Given task:
Reproduce the passage below on showing there is no universal quintic formula, word for word.

Supplied passage:
-*-

Showing that there is no universal quintic formula: Both times, I started with a weak version of unsolvability of the quintic. This would make a very natural stopping point for a less ambitious course.

Consider the general degree $n$ polynomial $$x^n + c_{n-1} x^{n-1} + \cdots + c_1 x + c_0 = (x-r_1) (x-r_2) \cdots (x-r_n).$$ Point out that $c_1$, ..., $c_n$ are symmetric polynomials in the roots $r_1$, ..., $r_n$. Exhibit the quadratic, cubic and (optionally) quartic formulas and point out that they compute they express the roots $r_i$ in terms of the coefficients $c_i$ while staying entirely inside the polynomials. For example, the quadratic formula is $r_1 = \tfrac{-c_1 + \sqrt{c_1^2-4c_2}}{2}$, and $c_1^2-4c_2 = (r_1-r_2)^2$, so you can take the square root without leaving the world of polynomials. (By prepared for discussions about what you mean by square root, since teachers have taught them that square roots are always positive; what you mean is any expression whose square is $c_1^2 - 4 c_2$.)

-*-

Dataset section:

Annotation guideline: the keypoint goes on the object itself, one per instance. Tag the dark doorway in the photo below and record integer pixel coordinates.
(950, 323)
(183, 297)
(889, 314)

-*-

Answer to the task:
Showing that there is no universal quintic formula: Both times, I started with a weak version of unsolvability of the quintic. This would make a very natural stopping point for a less ambitious course.

Consider the general degree $n$ polynomial $$x^n + c_{n-1} x^{n-1} + \cdots + c_1 x + c_0 = (x-r_1) (x-r_2) \cdots (x-r_n).$$ Point out that $c_1$, ..., $c_n$ are symmetric polynomials in the roots $r_1$, ..., $r_n$. Exhibit the quadratic, cubic and (optionally) quartic formulas and point out that they compute they express the roots $r_i$ in terms of the coefficients $c_i$ while staying entirely inside the polynomials. For example, the quadratic formula is $r_1 = \tfrac{-c_1 + \sqrt{c_1^2-4c_2}}{2}$, and $c_1^2-4c_2 = (r_1-r_2)^2$, so you can take the square root without leaving the world of polynomials. (By prepared for discussions about what you mean by square root, since teachers have taught them that square roots are always positive; what you mean is any expression whose square is $c_1^2 - 4 c_2$.)